STORED DATA
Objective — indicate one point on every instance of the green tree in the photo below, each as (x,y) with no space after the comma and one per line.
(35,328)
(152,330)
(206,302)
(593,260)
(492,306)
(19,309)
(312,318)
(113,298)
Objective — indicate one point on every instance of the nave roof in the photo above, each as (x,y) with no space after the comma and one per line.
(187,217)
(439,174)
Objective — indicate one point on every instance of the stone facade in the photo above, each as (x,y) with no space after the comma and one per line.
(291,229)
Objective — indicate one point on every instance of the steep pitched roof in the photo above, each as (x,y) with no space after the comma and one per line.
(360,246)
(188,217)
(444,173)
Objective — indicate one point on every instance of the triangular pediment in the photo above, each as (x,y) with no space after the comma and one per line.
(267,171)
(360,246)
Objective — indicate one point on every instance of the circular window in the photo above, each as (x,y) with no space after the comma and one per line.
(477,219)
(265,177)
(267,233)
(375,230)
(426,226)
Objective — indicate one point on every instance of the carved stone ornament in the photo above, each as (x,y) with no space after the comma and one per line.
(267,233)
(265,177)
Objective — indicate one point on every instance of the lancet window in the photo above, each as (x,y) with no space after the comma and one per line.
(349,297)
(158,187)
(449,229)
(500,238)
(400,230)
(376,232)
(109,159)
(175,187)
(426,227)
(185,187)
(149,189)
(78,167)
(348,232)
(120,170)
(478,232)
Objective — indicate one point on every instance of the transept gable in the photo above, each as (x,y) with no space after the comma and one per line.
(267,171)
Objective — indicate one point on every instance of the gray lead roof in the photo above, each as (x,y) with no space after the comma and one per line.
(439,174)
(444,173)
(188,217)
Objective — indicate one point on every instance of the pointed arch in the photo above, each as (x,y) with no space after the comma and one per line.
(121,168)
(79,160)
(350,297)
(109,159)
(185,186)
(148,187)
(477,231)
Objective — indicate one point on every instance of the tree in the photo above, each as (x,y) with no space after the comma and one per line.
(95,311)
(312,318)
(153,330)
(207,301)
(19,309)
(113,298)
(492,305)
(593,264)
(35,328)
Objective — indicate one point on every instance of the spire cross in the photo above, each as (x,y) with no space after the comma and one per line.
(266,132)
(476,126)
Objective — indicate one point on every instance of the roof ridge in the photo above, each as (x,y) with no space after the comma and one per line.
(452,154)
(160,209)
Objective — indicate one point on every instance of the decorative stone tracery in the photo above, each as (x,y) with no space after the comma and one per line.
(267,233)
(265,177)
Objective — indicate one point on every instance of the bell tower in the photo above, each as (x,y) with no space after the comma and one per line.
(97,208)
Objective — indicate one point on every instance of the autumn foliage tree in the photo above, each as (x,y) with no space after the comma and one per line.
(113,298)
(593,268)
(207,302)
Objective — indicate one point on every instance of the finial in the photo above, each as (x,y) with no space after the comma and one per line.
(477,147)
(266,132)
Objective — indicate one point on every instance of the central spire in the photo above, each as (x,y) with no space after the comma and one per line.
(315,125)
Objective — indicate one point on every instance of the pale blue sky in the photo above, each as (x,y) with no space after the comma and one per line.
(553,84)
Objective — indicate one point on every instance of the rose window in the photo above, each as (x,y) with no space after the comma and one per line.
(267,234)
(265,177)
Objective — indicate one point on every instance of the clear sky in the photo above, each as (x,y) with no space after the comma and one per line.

DIRECTIVE
Take the entries above and copy them out exactly.

OUTPUT FOR THIS TASK
Objective — indicate one point on every instance of the green tree in the photo below, each as (x,y) with no space after the comma and one per line.
(35,328)
(152,330)
(206,302)
(593,260)
(492,306)
(19,309)
(312,318)
(113,298)
Objective — indicate one point on every instance of the nave roof in the photo above, each as (x,y) with no space after the comma and one per line.
(187,217)
(439,174)
Objective — indicate one point on every instance of the stone facade in the photo above, each as (x,y) with no space after the comma and one per line.
(291,229)
Objective — indicate one point on every instance of the steep pitched roof in the photo above, each as (x,y) with no space after the comma and one per line.
(360,246)
(188,217)
(444,173)
Objective — indicate one point on every instance of the triangular pediment in the photo above, each as (x,y) with no space after the comma and one per line.
(267,171)
(360,246)
Objective — indicate one point on every instance of the circular window in the photo above, each as (x,y) with no space after the comma and one per line.
(477,219)
(265,177)
(267,233)
(375,230)
(426,226)
Objective — indicate one point on every instance of the carved stone ornament in the photo above, each as (x,y) with no space after the comma and one per line.
(267,233)
(265,177)
Objective — indicate one point on every instance of the lancet window in the photo above, each as (x,y) with no space after the comma and one per line.
(349,297)
(158,187)
(449,229)
(500,238)
(400,230)
(376,232)
(109,159)
(175,187)
(426,227)
(185,187)
(149,189)
(78,167)
(348,232)
(120,170)
(478,232)
Objective — indicate one point on every instance of the transept gable in the photo above, each as (x,y) with no space after the comma and one per line.
(267,171)
Objective — indicate one point on every instance of the gray lead roof in the photo above, each as (x,y) with no space after the comma and one per line.
(439,174)
(444,173)
(188,217)
Objective — indicate one point on every instance of the pointed arch in the photo above, each as (x,y) with no space after the comma and one per line.
(121,168)
(79,160)
(350,297)
(109,159)
(185,186)
(148,187)
(477,231)
Objective — indicate one point on every instance of the tree in the photo above, each as (x,y) with no space after the comma and one per line.
(95,311)
(312,318)
(153,330)
(207,301)
(19,309)
(113,298)
(492,305)
(593,264)
(35,328)
Objective — indicate one point on every instance of the spire cross in the photo above, each as (x,y) with no space after the comma and one per line.
(266,132)
(476,126)
Objective — indicate one point on every instance of the roof ridge in the photo above, each as (x,y) with no space after the comma and one per line.
(452,154)
(160,209)
Objective — indicate one point on every instance of the decorative stone tracery in the photo above, each as (x,y) with no space after the comma and one per line.
(267,233)
(265,177)
Objective — indicate one point on every instance of the bell tower in the photo above, each as (x,y) with no space after the comma and one per line.
(97,208)
Objective — indicate one point on every instance of the autumn foliage tree in the photo above, each as (x,y) with no space after the comma and one per line.
(113,298)
(593,268)
(207,302)
Objective — indicate one point on every instance of the finial in the photo above, each as (x,y) with no space after the comma and one per line.
(477,147)
(266,132)
Objective — indicate one point on every instance of the central spire in the photo above, each as (x,y) with no space after the comma and one per line.
(315,125)
Objective — indicate one point on every instance of the pale blue sky in the photo above, each as (x,y) with no space after the comma and one per line.
(553,84)
Objective — indicate one point on every instance of the rose window in the photo above, each as (x,y) with no space after the comma and one per line.
(267,234)
(265,177)
Objective — indicate one point on every instance of the clear sky in the photo above, each as (x,y) with no space after the comma and one per line.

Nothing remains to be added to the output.